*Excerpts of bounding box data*
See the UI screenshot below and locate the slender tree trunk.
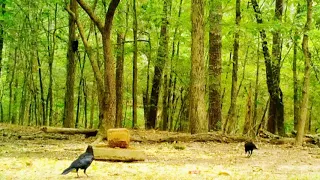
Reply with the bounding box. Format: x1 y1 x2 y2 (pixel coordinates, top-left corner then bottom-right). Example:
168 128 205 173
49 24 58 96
143 35 152 129
292 4 300 130
161 75 168 131
296 0 312 146
189 0 208 134
269 0 285 136
89 83 95 129
47 3 58 126
132 0 138 128
252 36 260 132
37 51 47 126
223 0 241 134
8 48 18 124
251 0 284 135
0 0 6 76
242 85 255 137
116 33 125 127
209 0 222 130
63 0 77 128
83 79 88 129
0 1 6 122
147 0 169 129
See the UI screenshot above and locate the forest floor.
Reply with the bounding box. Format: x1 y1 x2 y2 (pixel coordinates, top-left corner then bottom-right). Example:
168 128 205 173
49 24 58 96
0 124 320 180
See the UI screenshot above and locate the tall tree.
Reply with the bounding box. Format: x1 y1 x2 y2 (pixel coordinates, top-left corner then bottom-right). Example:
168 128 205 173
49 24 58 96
251 0 284 134
63 0 77 128
296 0 312 146
209 0 222 130
0 1 6 122
77 0 120 143
0 0 6 77
268 0 285 135
116 30 125 127
146 0 169 129
292 4 300 130
189 0 208 134
223 0 241 133
132 0 138 128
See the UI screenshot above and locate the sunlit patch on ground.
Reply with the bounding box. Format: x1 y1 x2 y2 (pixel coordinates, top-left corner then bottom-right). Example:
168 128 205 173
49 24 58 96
0 124 320 180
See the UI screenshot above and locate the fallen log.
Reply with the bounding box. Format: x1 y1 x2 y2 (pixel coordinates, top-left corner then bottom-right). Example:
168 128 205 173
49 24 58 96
17 135 69 140
40 127 98 138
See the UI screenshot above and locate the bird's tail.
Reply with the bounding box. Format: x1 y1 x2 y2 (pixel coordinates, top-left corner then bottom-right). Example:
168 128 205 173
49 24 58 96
62 167 74 175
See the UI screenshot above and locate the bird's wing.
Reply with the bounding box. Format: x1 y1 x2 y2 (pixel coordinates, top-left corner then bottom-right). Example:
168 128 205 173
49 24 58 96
71 153 93 168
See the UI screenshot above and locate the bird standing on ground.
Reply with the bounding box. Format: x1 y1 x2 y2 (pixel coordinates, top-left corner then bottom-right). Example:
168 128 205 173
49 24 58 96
62 145 94 177
244 142 258 157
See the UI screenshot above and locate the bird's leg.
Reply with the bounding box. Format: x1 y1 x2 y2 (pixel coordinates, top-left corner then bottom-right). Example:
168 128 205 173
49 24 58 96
248 151 252 157
83 169 89 177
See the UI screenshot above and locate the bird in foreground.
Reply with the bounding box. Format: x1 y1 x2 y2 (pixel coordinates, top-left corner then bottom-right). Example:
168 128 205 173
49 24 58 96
62 145 94 177
244 142 258 157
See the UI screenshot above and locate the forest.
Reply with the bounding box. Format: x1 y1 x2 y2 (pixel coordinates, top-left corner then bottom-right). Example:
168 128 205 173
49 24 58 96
0 0 320 139
0 0 320 179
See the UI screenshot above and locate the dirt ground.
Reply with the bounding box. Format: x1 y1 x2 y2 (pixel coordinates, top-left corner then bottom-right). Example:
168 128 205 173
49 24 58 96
0 124 320 180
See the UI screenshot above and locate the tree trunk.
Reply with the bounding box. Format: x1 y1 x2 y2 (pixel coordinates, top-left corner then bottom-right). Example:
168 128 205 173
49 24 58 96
146 0 169 129
208 0 222 130
252 36 260 132
189 0 208 134
292 4 300 131
269 0 285 136
75 0 120 143
143 35 152 129
161 75 168 131
63 0 77 128
8 48 18 124
242 85 255 137
132 0 138 128
223 0 241 134
47 3 58 126
0 1 6 122
296 0 312 146
89 81 95 129
251 0 284 134
116 33 125 127
36 51 47 126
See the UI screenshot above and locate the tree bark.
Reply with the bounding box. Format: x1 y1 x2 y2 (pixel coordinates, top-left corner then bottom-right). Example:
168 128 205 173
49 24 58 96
0 1 6 122
116 33 125 127
63 0 77 128
77 0 120 140
269 0 285 136
223 0 241 134
252 36 260 132
251 0 284 134
292 4 300 130
132 0 138 128
296 0 312 146
189 0 208 134
209 0 222 130
146 0 169 129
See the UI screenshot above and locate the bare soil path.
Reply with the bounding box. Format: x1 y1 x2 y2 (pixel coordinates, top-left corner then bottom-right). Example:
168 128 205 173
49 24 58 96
0 124 320 180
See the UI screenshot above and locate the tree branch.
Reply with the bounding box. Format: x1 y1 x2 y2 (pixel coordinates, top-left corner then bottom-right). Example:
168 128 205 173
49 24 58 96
77 0 104 33
104 0 120 31
65 5 104 93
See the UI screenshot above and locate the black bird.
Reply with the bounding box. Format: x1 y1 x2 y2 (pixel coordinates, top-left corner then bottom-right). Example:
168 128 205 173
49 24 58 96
62 145 94 177
244 142 258 157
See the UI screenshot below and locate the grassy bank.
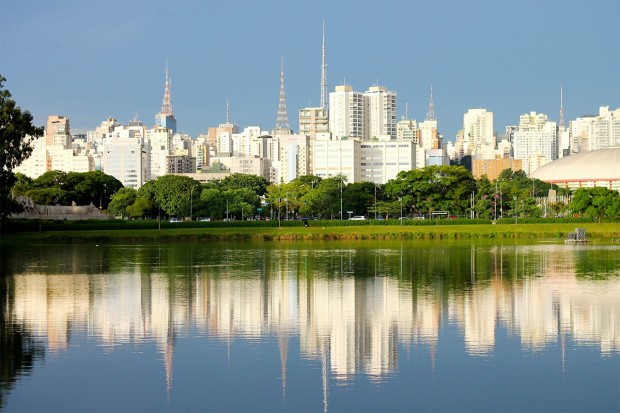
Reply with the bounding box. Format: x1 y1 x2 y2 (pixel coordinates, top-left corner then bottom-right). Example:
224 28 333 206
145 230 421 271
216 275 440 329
1 222 620 243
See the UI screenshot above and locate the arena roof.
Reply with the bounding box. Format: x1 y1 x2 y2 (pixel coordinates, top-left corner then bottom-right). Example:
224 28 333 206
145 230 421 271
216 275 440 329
531 147 620 189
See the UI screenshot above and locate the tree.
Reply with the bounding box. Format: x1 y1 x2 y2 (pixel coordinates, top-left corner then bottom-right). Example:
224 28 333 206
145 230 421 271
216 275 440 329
385 166 475 215
219 173 269 195
108 188 137 218
154 175 200 217
127 198 153 218
0 75 43 220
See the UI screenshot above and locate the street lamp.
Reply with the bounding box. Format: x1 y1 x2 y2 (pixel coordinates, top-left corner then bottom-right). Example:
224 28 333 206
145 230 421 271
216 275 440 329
189 186 195 221
374 182 377 219
340 177 343 220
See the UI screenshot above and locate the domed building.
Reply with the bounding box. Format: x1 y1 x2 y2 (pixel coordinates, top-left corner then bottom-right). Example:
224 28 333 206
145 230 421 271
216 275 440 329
530 147 620 190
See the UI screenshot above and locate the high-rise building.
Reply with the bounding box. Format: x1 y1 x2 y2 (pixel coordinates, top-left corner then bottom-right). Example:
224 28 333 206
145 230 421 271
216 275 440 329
463 109 495 159
513 112 558 176
396 119 418 144
364 86 396 139
274 59 292 134
155 62 177 133
569 106 620 153
45 115 71 149
329 85 366 139
299 108 329 138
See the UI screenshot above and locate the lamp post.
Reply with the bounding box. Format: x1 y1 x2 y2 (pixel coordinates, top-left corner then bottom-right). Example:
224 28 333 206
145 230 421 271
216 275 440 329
189 186 195 221
340 177 343 221
375 182 377 219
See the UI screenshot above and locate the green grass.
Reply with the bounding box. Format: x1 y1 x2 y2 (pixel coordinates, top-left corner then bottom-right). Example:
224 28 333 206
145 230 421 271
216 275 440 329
2 221 620 243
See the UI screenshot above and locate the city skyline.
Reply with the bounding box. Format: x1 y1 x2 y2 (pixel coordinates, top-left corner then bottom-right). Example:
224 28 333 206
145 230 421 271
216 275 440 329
0 0 620 141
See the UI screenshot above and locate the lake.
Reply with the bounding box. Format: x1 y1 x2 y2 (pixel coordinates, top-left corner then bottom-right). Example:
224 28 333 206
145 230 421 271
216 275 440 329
0 240 620 412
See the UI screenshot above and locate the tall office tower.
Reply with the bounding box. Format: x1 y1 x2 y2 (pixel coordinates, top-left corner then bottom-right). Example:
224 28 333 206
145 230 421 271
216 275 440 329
155 62 177 133
276 58 291 133
364 86 396 139
146 127 173 179
569 106 620 153
513 112 558 176
45 115 71 149
320 20 329 114
425 85 436 120
463 109 495 159
329 85 366 139
396 116 418 144
299 107 329 138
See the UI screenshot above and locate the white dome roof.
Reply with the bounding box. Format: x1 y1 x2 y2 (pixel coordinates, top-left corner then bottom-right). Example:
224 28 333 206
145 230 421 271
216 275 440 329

*Your objective*
Copy out the lines beginning with the one containing "See the UI screenshot above and locate the city" and continuing through the one containing "0 0 620 141", swapping "skyline" for "horizon" and leaving everything else unchanged.

*Response*
See the UI screenshot above and locate the city horizon.
Reply with the bounding box. Format: x1 y1 x2 y2 (pixel coordinates, top-left corner then bottom-right). Example:
224 28 333 206
145 230 421 271
216 275 440 329
0 0 620 141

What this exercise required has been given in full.